[MATERIAL]
************
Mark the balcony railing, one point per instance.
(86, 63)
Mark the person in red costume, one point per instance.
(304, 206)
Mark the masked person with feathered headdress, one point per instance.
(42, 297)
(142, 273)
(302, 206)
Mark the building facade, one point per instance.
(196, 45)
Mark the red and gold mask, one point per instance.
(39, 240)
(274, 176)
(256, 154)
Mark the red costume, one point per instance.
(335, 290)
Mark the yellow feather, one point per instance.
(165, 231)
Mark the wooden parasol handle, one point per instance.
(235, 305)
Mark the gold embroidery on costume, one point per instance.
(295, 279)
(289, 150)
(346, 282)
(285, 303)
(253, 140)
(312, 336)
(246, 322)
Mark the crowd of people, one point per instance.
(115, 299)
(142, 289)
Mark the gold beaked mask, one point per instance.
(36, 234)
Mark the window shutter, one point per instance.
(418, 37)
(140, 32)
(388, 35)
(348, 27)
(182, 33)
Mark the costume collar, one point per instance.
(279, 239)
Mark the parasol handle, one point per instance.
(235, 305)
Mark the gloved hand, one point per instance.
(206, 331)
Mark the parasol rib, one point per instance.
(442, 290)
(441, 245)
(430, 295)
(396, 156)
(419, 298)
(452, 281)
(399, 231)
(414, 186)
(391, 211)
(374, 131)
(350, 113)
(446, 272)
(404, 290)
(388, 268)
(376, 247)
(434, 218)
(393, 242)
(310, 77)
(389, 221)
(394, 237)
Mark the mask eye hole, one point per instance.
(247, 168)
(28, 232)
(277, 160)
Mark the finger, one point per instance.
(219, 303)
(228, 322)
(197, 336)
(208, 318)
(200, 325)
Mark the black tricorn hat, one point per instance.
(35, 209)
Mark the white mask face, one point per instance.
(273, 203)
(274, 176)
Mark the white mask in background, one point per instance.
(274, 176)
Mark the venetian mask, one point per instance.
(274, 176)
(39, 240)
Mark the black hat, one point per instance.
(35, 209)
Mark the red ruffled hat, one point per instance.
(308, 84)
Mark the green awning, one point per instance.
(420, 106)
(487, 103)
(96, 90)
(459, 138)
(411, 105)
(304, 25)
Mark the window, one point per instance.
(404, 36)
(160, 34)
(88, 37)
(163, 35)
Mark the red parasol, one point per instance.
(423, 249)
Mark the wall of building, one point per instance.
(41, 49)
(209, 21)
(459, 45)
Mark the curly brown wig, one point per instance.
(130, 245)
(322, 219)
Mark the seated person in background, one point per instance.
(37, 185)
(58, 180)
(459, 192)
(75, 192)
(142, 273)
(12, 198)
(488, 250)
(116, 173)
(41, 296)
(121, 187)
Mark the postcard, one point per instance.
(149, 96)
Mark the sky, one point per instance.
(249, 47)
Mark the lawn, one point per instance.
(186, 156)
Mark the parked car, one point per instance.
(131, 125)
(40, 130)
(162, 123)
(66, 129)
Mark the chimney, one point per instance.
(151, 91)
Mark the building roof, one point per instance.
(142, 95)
************
[CHALLENGE] Restate the data above word for word, please.

[ANSWER FOR THE TASK]
Mark the balcony railing, one point per instance.
(86, 63)
Mark the person in red costume, one point per instance.
(304, 206)
Mark the masked person with feathered headdress, one point per instance.
(42, 297)
(142, 273)
(302, 206)
Mark the building facade, one point per instance.
(196, 45)
Mark the red and gold mask, one point per instance.
(39, 240)
(274, 176)
(256, 154)
Mark the red costume, one point per instance.
(335, 290)
Mark the yellow feather, one point per instance.
(165, 231)
Mark the wooden parasol handle, one point per instance.
(235, 305)
Mark the gold embroidery on costume, one point per instance.
(295, 279)
(289, 150)
(346, 282)
(285, 303)
(253, 140)
(312, 336)
(246, 322)
Mark the crowd of people, one point per instance.
(115, 299)
(142, 289)
Mark the gold beaked mask, one point per instance.
(36, 234)
Mark the window shutter, one point per instance.
(418, 37)
(140, 32)
(388, 35)
(348, 27)
(182, 33)
Mark the costume collar, one point per instance.
(279, 239)
Mark the parasol handle, one point per instance.
(235, 305)
Mark the gloved hand, one point per instance.
(206, 331)
Mark the parasol rib, one point per instance.
(442, 290)
(441, 245)
(430, 295)
(396, 156)
(419, 298)
(452, 281)
(399, 231)
(414, 186)
(391, 211)
(374, 131)
(350, 113)
(446, 272)
(404, 290)
(388, 268)
(376, 247)
(434, 218)
(393, 242)
(310, 77)
(389, 221)
(394, 237)
Mark the mask eye hole, one point per instance.
(247, 168)
(28, 232)
(277, 160)
Mark the finger, one point per instance.
(219, 303)
(228, 322)
(197, 336)
(208, 318)
(200, 325)
Mark the black tricorn hat, one point per instance.
(35, 209)
Mark the white mask face, one point per instance.
(273, 203)
(274, 176)
Mark the white mask in background, one point per instance.
(274, 176)
Mark the venetian mask, one point per instance.
(274, 176)
(39, 240)
Mark the black hat, one point per instance.
(35, 209)
Mark the red ruffled hat, one point per instance.
(308, 84)
Mark the green awning, one point per instance.
(420, 106)
(487, 103)
(96, 90)
(459, 138)
(411, 105)
(304, 25)
Mark the window, one point per instance.
(404, 36)
(160, 34)
(88, 37)
(163, 35)
Mark the red parasol, one point per instance.
(423, 249)
Mark the wall of building, one point per instance.
(41, 49)
(209, 21)
(459, 45)
Mark the curly brown wig, one point per instance.
(130, 245)
(322, 219)
Mark the seated person in background, one point per instance.
(37, 185)
(58, 180)
(459, 192)
(75, 192)
(142, 273)
(12, 198)
(488, 250)
(116, 173)
(41, 296)
(121, 187)
Mark the postcard, one point per instance.
(149, 96)
Mark the sky, one point per instance.
(249, 47)
Mark the lawn, one point per instance.
(186, 156)
Mark the parked car, one point per instance.
(131, 125)
(40, 130)
(162, 123)
(66, 129)
Mark the chimney, one point per instance.
(151, 91)
Mark the building roof, one point per instance.
(142, 95)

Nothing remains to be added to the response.